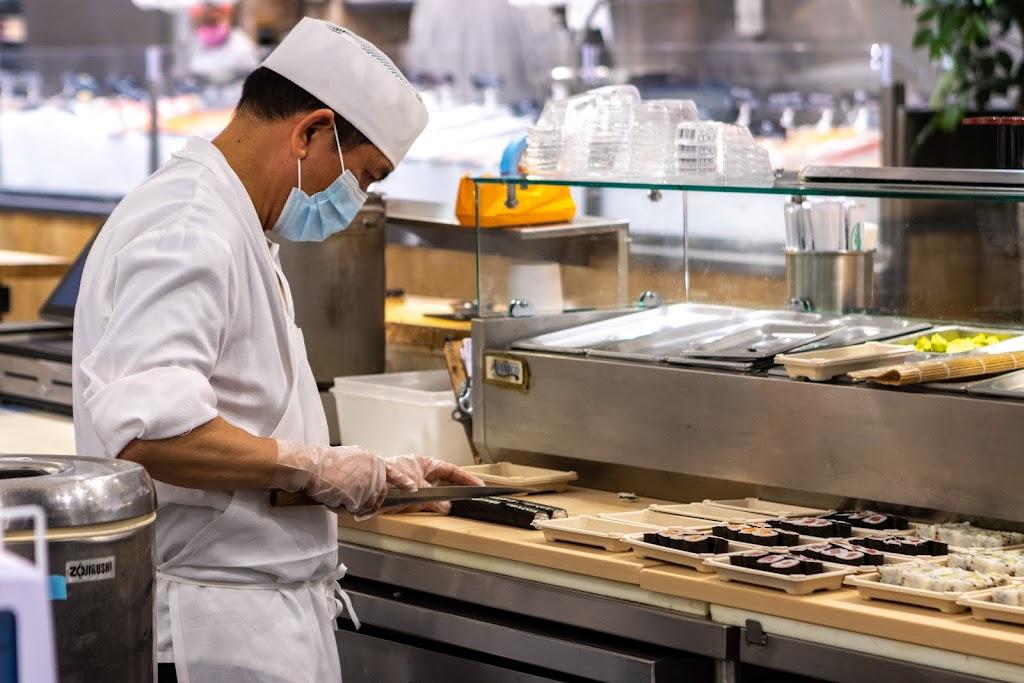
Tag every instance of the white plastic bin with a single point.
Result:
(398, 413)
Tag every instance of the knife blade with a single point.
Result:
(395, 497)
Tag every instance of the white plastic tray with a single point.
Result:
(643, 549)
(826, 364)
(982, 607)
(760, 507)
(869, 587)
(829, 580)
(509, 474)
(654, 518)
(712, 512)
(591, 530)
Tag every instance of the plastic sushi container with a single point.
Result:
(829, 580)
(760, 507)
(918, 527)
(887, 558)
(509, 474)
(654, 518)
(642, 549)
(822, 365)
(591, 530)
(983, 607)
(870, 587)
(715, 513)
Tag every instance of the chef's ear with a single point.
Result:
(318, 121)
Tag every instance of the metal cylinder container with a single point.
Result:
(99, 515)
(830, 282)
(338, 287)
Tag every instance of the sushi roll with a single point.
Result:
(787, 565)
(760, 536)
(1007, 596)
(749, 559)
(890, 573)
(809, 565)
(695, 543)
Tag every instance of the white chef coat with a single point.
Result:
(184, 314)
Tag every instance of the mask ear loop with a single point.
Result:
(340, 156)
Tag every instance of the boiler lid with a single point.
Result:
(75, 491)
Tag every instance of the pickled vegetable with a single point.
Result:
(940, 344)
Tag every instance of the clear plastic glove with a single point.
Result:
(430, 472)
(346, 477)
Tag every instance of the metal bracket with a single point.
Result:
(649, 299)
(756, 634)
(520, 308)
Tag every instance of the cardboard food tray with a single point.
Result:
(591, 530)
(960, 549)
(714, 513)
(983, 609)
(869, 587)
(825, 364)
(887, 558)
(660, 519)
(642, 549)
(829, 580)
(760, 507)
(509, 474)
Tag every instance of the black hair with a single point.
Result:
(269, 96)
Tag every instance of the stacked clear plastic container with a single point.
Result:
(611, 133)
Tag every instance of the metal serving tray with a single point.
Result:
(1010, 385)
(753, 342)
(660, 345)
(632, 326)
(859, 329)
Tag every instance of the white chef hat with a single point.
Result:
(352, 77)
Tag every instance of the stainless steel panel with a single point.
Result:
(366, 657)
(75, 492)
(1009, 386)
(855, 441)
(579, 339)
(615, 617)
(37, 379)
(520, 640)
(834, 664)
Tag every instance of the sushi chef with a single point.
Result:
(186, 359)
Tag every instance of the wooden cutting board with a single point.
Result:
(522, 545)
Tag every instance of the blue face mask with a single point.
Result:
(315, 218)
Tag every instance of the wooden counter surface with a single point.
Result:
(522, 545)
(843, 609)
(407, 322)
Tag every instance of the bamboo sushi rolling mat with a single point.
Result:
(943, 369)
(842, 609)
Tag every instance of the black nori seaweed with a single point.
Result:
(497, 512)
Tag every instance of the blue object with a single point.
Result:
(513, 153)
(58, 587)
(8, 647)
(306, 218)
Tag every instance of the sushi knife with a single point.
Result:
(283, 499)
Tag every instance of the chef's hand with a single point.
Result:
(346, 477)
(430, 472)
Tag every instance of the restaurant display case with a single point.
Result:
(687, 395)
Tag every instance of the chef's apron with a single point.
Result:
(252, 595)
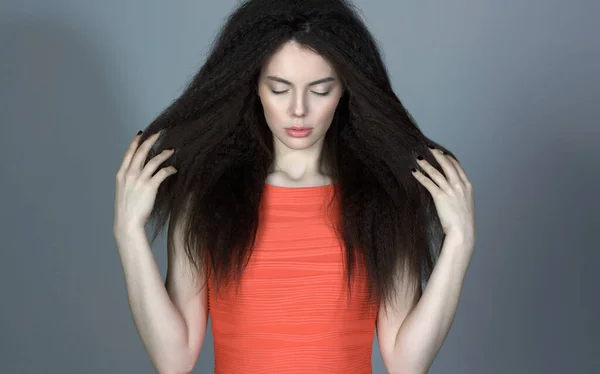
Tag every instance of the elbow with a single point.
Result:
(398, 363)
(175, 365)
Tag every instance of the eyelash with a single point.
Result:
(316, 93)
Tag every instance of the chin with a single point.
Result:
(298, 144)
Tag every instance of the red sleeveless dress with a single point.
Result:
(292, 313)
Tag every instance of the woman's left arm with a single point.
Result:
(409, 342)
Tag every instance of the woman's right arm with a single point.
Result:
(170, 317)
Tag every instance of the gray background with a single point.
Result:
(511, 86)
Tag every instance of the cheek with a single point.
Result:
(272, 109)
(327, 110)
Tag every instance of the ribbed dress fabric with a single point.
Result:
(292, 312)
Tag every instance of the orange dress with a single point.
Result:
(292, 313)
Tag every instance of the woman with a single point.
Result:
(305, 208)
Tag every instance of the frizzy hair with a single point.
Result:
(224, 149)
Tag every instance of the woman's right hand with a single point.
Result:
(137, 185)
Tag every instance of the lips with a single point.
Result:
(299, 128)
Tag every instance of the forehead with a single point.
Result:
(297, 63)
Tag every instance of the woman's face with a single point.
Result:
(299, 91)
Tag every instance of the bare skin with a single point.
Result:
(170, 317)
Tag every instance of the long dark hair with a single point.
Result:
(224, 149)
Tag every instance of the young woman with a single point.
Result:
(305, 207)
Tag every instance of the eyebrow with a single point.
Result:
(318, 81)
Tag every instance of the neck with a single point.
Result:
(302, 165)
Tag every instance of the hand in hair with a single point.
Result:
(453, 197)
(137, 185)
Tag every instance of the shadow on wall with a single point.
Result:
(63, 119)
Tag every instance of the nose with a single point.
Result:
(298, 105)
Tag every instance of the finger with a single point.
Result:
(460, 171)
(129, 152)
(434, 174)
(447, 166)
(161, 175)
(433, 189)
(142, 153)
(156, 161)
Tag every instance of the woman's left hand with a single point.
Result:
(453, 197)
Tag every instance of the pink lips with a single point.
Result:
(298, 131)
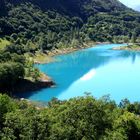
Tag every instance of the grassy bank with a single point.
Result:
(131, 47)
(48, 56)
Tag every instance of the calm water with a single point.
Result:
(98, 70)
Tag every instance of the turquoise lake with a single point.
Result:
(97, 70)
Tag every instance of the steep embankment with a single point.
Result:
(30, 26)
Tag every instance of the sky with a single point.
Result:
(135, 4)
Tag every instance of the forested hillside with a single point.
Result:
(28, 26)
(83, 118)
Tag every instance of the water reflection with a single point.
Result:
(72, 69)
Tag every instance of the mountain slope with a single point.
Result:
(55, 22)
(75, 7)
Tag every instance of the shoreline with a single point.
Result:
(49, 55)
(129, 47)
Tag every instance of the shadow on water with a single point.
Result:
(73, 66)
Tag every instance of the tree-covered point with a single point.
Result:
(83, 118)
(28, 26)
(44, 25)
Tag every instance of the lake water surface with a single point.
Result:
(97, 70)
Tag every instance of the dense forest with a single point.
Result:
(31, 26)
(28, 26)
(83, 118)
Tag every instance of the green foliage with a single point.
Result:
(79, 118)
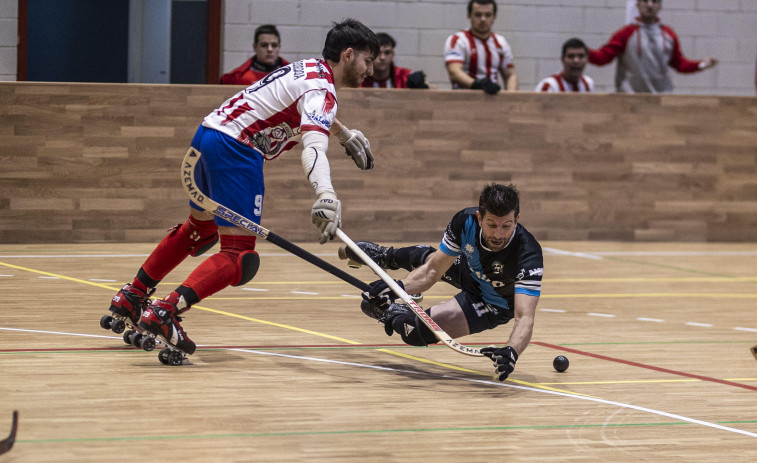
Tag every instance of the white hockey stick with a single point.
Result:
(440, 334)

^^^^^^^^^^^^^^^^

EXERCISE GOAL -> Report only a number: how many lines in the material above contain the string "sushi".

FINISHED EXERCISE -> 5